**Petunjuk Latihan**
1. Dalam satu hingga tiga kalimat, jelaskan alasan penulis tulisan tentang pungli di samsat menyatakan bahwa pungli belum benar-benar mati.
2. Nyatakan ya atau tidak untuk tiap pernyataan berikut sesuai dengan tulisan tentang pungli di samsat, lalu sertakan kutipan penentunya tanpa diubah: (a) cek fisik kendaraan berlangsung lambat dan berbelit; (b) uang Rp30 ribu diminta agar berkas dapat diambil kembali; (c) penulis mengurus perpanjangan STNK mobil.
3. Lanjutkan tulisan tentang pungli di samsat mulai dari kalimat terakhirnya.
____ Kutipan Pilihan
Dewan Redaksi Media Group Jaka Budi Santosa. MI/Ebet
Media Indonesia • 11 October 2024 06:48
DUA hari lalu saya mengurus perpanjangan STNK sekaligus ganti kaleng pelat nomor motor di salah satu samsat di Kota Tangerang, Banten. Rupanya pungli belum benar-benar mati, ia tetap saja membebani rakyat yang taat membayar pajak.
Awalnya, saat cek fisik kendaraan, pelayanan begitu mengesankan. Cepat, tak macam-macam. Namun, di tahap berikutnya, yakni pengesahan hasil cek fisik di loket yang berbeda, ada pungutan yang terang-terangan dipertontonkan.
Prosesnya, sih, tak bertele-tele sampai berkas saya dinyatakan sah. Namun, untuk mengambilnya kembali, petugas tanpa sungkan meminta uang Rp30 ribu. Dia seorang perempuan yang masih muda. Dari wajahnya, saya taksir usianya paling 20 tahunan.
________
____ Cuplikan Data
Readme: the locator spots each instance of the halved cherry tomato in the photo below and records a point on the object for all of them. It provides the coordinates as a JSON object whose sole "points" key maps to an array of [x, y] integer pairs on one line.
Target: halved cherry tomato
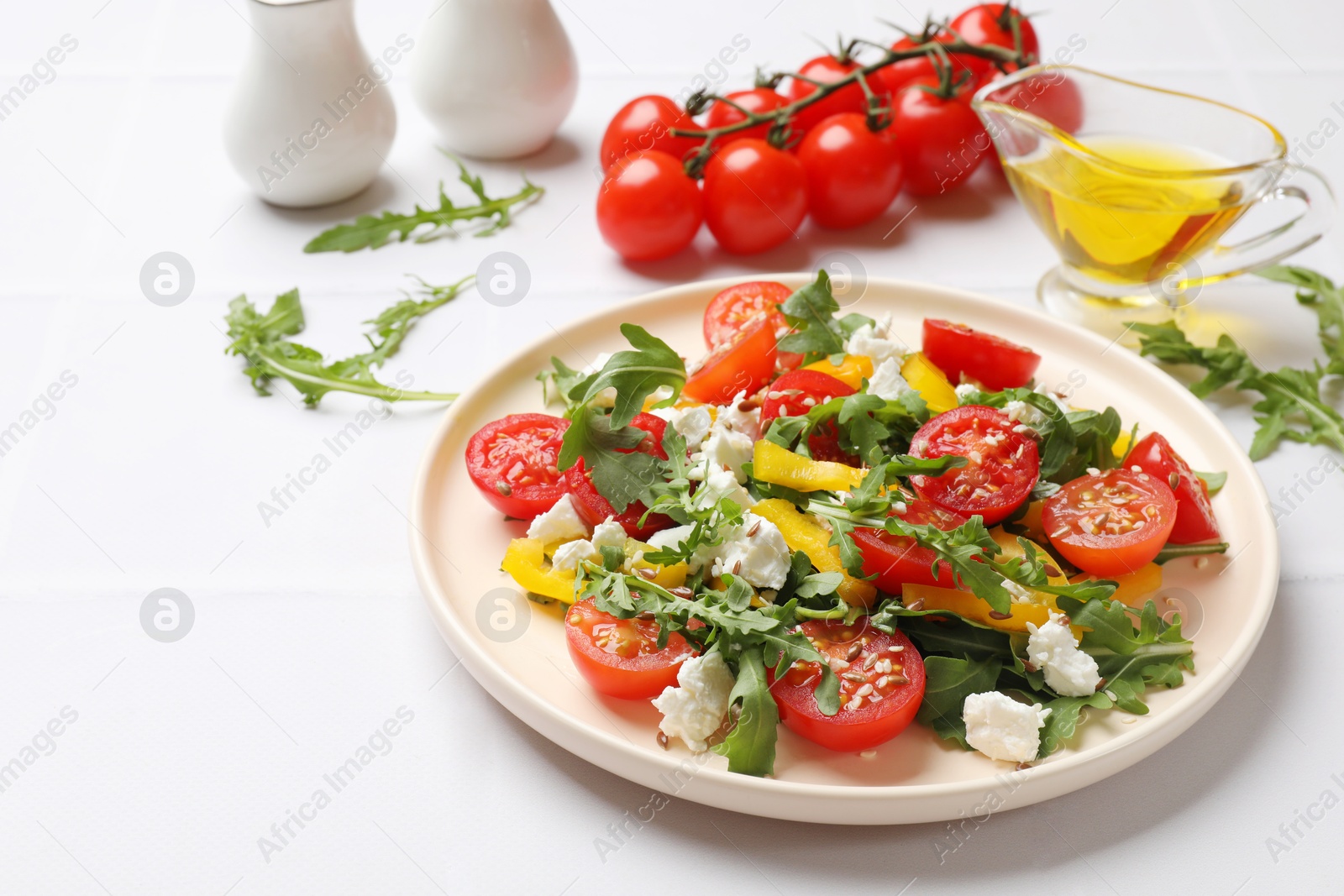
________
**Jawaban per Tugas**
1. Pada tahap pengesahan hasil cek fisik di loket yang berbeda, ada pungutan yang terang-terangan dipertontonkan. Berkas penulis sudah dinyatakan sah, tetapi petugas tanpa sungkan meminta uang Rp30 ribu agar berkas itu dapat diambil kembali.

2.
(a) Tidak: "Cepat, tak macam-macam."
(b) Ya: "untuk mengambilnya kembali, petugas tanpa sungkan meminta uang Rp30 ribu."
(c) Tidak: "mengurus perpanjangan STNK sekaligus ganti kaleng pelat nomor motor"

3.
Saya tak mau begitu saja memberi. Saya balik bertanya, "Ini resmi? Kalau resmi, ada kuitansinya, kan?" Dia agak panik, lalu dengan singkat menjawab, "Nanti saja, Pak, bayarnya di atas."
Proses pengurusan pun berlanjut. Mulai pendaftaran, pembayaran di kasir, hingga pengambilan STNK di lantai dua, semuanya lancar. Barulah di tahap akhir, pengambilan kaleng pelat nomor, ada lagi pungutan. Pelakunya kali ini laki-laki, juga masih muda. Lagi-lagi, saya ogah memberi. Yang lain terpaksa bayar karena takut dipersulit. Mereka tak rela, mereka menyesal setengah mati menjadi korban pungli.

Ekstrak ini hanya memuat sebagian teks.